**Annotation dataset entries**
begin

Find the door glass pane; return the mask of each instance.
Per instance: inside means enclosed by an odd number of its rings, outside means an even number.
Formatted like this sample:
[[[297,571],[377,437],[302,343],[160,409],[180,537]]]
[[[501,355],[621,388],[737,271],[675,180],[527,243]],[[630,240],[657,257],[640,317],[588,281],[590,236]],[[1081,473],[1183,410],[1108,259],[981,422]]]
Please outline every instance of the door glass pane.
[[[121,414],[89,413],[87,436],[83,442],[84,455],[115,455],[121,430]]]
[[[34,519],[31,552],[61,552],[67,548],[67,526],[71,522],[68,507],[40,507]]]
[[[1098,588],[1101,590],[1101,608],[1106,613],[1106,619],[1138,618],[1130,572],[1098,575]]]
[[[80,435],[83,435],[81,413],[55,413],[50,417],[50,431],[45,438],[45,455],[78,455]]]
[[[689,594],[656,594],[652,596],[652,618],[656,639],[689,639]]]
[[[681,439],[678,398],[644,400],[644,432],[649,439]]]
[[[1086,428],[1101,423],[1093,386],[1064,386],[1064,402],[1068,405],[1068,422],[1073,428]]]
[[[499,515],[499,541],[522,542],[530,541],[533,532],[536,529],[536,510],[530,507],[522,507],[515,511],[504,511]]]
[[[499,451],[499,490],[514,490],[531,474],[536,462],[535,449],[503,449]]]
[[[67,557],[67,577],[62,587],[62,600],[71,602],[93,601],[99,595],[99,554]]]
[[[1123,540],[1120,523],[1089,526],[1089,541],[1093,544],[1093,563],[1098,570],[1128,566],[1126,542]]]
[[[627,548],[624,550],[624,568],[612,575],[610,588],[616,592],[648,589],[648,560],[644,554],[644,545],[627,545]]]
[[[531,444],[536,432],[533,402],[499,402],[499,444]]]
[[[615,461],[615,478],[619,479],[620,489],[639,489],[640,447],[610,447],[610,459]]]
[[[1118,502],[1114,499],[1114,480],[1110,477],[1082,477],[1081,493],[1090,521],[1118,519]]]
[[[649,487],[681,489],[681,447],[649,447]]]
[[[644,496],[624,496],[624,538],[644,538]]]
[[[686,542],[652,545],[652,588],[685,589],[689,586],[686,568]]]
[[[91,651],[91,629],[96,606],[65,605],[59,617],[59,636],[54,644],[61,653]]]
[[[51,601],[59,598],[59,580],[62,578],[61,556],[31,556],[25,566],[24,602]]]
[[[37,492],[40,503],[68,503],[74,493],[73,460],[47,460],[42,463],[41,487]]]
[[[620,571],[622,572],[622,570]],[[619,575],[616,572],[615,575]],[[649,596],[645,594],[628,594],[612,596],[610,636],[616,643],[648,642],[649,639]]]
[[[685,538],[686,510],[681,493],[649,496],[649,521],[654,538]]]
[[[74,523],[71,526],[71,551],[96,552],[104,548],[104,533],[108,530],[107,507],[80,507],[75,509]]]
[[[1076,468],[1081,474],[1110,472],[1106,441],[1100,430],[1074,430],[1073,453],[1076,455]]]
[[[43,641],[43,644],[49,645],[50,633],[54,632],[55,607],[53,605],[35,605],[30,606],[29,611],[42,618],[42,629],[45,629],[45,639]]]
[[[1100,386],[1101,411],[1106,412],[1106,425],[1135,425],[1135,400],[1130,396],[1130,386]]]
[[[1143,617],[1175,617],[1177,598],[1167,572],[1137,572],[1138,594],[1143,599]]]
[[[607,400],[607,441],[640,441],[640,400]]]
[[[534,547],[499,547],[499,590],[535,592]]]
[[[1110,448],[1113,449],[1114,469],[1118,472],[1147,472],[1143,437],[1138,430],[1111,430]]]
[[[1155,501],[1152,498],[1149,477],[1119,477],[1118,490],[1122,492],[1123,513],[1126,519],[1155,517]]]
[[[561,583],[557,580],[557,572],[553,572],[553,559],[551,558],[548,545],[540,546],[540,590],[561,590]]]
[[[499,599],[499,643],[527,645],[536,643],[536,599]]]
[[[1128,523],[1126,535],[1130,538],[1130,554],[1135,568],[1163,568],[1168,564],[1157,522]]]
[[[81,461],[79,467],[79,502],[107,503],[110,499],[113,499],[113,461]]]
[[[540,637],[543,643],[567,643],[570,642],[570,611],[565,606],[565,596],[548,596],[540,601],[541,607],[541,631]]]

end

**What is required**
Every entry should be printed again exactly as written.

**Task response**
Find the door glass pane; return the mask of each instance.
Per instance: inside means enclosed by an odd number of its rings, outside means an even number.
Formatted like this sample:
[[[297,571],[377,437],[302,343],[160,409],[180,537]]]
[[[501,355],[621,388],[737,271],[675,180],[527,243]],[[630,240],[657,257],[640,317],[588,281],[590,236]],[[1081,473],[1183,410],[1108,259],[981,422]]]
Please outline every instance of the door glass pane.
[[[121,414],[89,413],[87,436],[83,442],[84,455],[115,455],[121,430]]]
[[[34,519],[31,552],[61,552],[67,548],[67,526],[71,522],[68,507],[40,507]]]
[[[1098,588],[1101,590],[1101,608],[1106,613],[1106,619],[1138,618],[1130,572],[1098,575]]]
[[[80,435],[83,435],[81,413],[55,413],[50,417],[50,431],[45,438],[45,455],[78,455]]]
[[[689,594],[656,594],[652,596],[652,618],[656,639],[689,639]]]
[[[681,439],[678,398],[644,400],[644,432],[649,439]]]
[[[1086,428],[1101,423],[1093,386],[1064,386],[1064,402],[1068,405],[1068,422],[1073,428]]]
[[[499,515],[499,541],[522,542],[530,541],[533,532],[536,529],[536,510],[530,507],[522,507],[515,511],[504,511]]]
[[[499,451],[499,490],[514,490],[531,474],[536,462],[535,449],[503,449]]]
[[[67,557],[67,577],[62,587],[62,600],[71,602],[93,601],[99,595],[99,554]]]
[[[1123,540],[1120,523],[1089,526],[1089,541],[1093,544],[1093,563],[1098,570],[1128,566],[1126,542]]]
[[[627,548],[624,550],[624,568],[612,575],[610,588],[616,592],[648,589],[648,560],[644,554],[644,545],[627,545]]]
[[[531,444],[536,432],[533,402],[499,402],[499,444]]]
[[[615,461],[615,478],[619,479],[620,489],[639,489],[640,447],[610,447],[610,459]]]
[[[1118,502],[1114,499],[1114,480],[1110,477],[1082,477],[1081,493],[1090,521],[1118,519]]]
[[[649,487],[681,489],[681,447],[649,447]]]
[[[644,496],[624,496],[624,538],[644,538]]]
[[[686,542],[652,545],[652,588],[685,589],[689,586],[686,568]]]
[[[91,651],[91,629],[96,606],[65,605],[59,617],[59,636],[54,644],[61,653]]]
[[[51,601],[59,598],[59,580],[62,578],[61,556],[31,556],[25,566],[24,602]]]
[[[37,492],[40,503],[68,503],[74,493],[73,460],[47,460],[42,463],[41,487]]]
[[[620,571],[622,572],[622,570]],[[619,575],[616,572],[615,575]],[[649,596],[645,594],[628,594],[612,596],[610,636],[616,643],[648,642],[649,639]]]
[[[685,538],[686,510],[681,493],[649,496],[649,521],[654,538]]]
[[[74,523],[71,526],[71,551],[96,552],[104,548],[104,533],[108,530],[107,507],[80,507],[75,509]]]
[[[1076,468],[1081,474],[1110,472],[1106,441],[1100,430],[1074,430],[1073,453],[1076,455]]]
[[[43,641],[43,644],[49,645],[50,633],[54,632],[55,607],[53,605],[35,605],[30,606],[29,611],[42,618],[42,629],[45,629],[45,639]]]
[[[1100,386],[1101,411],[1106,412],[1106,425],[1135,425],[1135,400],[1130,396],[1130,386]]]
[[[1143,617],[1175,617],[1177,598],[1167,572],[1137,572],[1138,594],[1143,599]]]
[[[607,400],[607,441],[640,441],[640,400]]]
[[[534,547],[499,547],[499,590],[535,592]]]
[[[1110,448],[1113,449],[1114,469],[1118,472],[1147,472],[1143,437],[1138,430],[1111,430]]]
[[[1155,501],[1152,498],[1149,477],[1119,477],[1118,490],[1122,492],[1123,513],[1126,519],[1155,517]]]
[[[561,583],[557,580],[557,572],[553,572],[553,559],[551,558],[548,545],[540,546],[540,590],[561,590]]]
[[[499,599],[499,643],[527,645],[536,643],[536,599]]]
[[[1128,523],[1126,535],[1130,538],[1130,554],[1135,568],[1163,568],[1168,564],[1157,522]]]
[[[81,461],[79,467],[79,502],[107,503],[110,499],[113,499],[113,461]]]
[[[540,637],[543,643],[567,643],[570,642],[570,611],[565,606],[565,596],[548,596],[540,601],[541,607],[541,631]]]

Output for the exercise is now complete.